Prompt. Convert all of the material below into a numbered list with one line per entry, and leave out any blank lines.

Part of a data file
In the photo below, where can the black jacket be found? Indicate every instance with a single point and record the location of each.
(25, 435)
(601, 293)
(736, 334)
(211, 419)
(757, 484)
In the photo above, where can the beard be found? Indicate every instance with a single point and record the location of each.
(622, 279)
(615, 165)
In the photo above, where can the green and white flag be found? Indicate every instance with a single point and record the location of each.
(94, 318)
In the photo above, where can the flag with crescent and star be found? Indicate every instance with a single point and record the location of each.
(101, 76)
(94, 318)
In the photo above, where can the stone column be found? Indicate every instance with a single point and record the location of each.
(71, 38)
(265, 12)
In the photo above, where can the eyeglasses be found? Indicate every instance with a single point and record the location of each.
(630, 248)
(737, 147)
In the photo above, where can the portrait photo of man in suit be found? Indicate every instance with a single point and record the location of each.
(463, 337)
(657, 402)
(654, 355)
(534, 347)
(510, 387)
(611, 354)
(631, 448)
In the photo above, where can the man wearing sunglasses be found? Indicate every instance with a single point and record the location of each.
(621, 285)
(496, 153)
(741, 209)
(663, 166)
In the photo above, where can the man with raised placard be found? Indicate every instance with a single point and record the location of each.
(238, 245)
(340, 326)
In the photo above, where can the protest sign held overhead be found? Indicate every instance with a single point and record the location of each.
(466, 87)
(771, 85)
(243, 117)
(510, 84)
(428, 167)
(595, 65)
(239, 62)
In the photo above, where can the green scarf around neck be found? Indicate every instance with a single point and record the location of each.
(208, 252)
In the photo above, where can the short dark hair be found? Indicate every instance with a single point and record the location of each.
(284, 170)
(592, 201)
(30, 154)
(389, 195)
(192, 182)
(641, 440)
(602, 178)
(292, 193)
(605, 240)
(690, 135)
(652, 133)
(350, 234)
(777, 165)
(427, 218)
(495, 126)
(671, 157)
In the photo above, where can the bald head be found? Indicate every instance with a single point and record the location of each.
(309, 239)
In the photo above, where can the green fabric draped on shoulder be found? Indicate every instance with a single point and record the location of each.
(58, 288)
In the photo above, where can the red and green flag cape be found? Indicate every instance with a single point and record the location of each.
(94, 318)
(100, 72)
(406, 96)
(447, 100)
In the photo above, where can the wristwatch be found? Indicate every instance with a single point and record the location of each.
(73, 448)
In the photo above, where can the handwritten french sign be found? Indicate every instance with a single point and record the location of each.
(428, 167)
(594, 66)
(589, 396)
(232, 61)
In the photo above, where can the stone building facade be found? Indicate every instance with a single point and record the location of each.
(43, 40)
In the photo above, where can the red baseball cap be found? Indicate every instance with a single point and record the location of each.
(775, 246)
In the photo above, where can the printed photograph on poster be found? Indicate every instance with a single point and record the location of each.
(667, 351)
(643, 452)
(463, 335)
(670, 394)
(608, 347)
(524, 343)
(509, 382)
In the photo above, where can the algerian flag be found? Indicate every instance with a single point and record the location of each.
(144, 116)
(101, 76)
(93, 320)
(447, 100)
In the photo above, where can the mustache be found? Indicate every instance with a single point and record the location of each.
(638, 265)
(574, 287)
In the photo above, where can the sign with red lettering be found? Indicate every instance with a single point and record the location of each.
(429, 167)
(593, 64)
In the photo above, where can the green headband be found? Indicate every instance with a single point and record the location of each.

Problem solution.
1. In the photo below, where can the black jacket be found? Indicate every instance with a single point and record the location of each.
2. (25, 435)
3. (601, 293)
4. (736, 334)
5. (211, 419)
6. (757, 484)
7. In the photo above, where can the beard be found? Indicate every instance with a single point and record the location of each.
8. (622, 279)
9. (615, 165)
10. In the photo above, where can the green and white flag be found? Indicate every instance with a single point and record the location of each.
11. (94, 318)
12. In the photo above, where can the flag with crescent and star be found? Indicate every instance with a single point and record the location of each.
13. (101, 76)
14. (94, 318)
15. In the photo above, where can the stone column be found? Indicate every instance with a single point and record the location of each.
16. (71, 38)
17. (265, 12)
18. In the photo above, where can the eyeglasses be found? Indicate every instance with a single point and record the location of each.
19. (630, 248)
20. (737, 147)
21. In the photo above, where can the portrait photo of man in suit be found? Indicate every instance with a single point and record the location of each.
22. (463, 337)
23. (657, 402)
24. (654, 355)
25. (534, 347)
26. (510, 387)
27. (611, 354)
28. (631, 448)
29. In the photo above, where can the man wearing sunglasses be found? Indicate every instance with a single point and record the location of each.
30. (621, 285)
31. (496, 153)
32. (741, 209)
33. (663, 166)
34. In the photo above, where can the man with raised placard be found? Indicate every instance with a single point and record the location of each.
35. (238, 245)
36. (340, 326)
37. In the photo above, where can the protest sign held overhead be found? Indicate every instance with a single point and record the location of each.
38. (466, 87)
39. (771, 85)
40. (243, 117)
41. (510, 84)
42. (428, 167)
43. (595, 65)
44. (239, 62)
45. In the photo above, where can the green scarf around neck be found? Indicate every instance with a single point and record the location of each.
46. (208, 252)
47. In the photo above, where can the short dark hair be found? Indicate every instance with a single point and record the location of each.
48. (284, 170)
49. (592, 201)
50. (30, 154)
51. (389, 195)
52. (192, 182)
53. (641, 440)
54. (602, 178)
55. (292, 193)
56. (605, 240)
57. (690, 135)
58. (652, 133)
59. (350, 234)
60. (777, 165)
61. (427, 218)
62. (495, 126)
63. (671, 157)
64. In the photo above, where can the bald head be found? Indicate every instance with a single point and record the location of each.
65. (309, 239)
66. In the photo above, where can the green fabric draped on shoulder be found? Indicate every instance with a single point and record the location of each.
67. (58, 288)
68. In the photo above, where can the red and green flag cape be found? Indicate every instance with a single point and record the location of each.
69. (94, 318)
70. (100, 72)
71. (406, 96)
72. (447, 100)
73. In the photo above, where can the wristwatch be found? Indicate every instance with a single point and record the location of each.
74. (73, 448)
75. In the photo above, where can the handwritten french sign be found? Indicate every instance with a single point and record the location of each.
76. (428, 167)
77. (594, 66)
78. (589, 396)
79. (232, 61)
80. In the photo above, where can the stone building facade be found? Indicate every instance with a single point and record the location of each.
81. (43, 40)
82. In the photo above, where can the red baseball cap be found? Indicate every instance with a single point and record the location of each.
83. (775, 246)
84. In the photo above, where can the printed photograph on poster be found? Indicate every instance with a single point and record the location of each.
85. (667, 351)
86. (643, 452)
87. (463, 335)
88. (670, 394)
89. (608, 347)
90. (524, 343)
91. (509, 382)
92. In the photo above, where can the algerian flag be found? Indicate every instance with a single point and record the location of each.
93. (144, 116)
94. (101, 76)
95. (93, 320)
96. (447, 100)
97. In the photo above, where can the mustache be found? Indicate every instance with a single point and record the location of each.
98. (638, 265)
99. (574, 287)
100. In the photo above, where can the sign with red lettering be found? Indicate every instance with a single point and record the location of each.
101. (429, 167)
102. (593, 64)
103. In the photo above, where can the green headband be found? Indicate every instance with a single point and record the location of each.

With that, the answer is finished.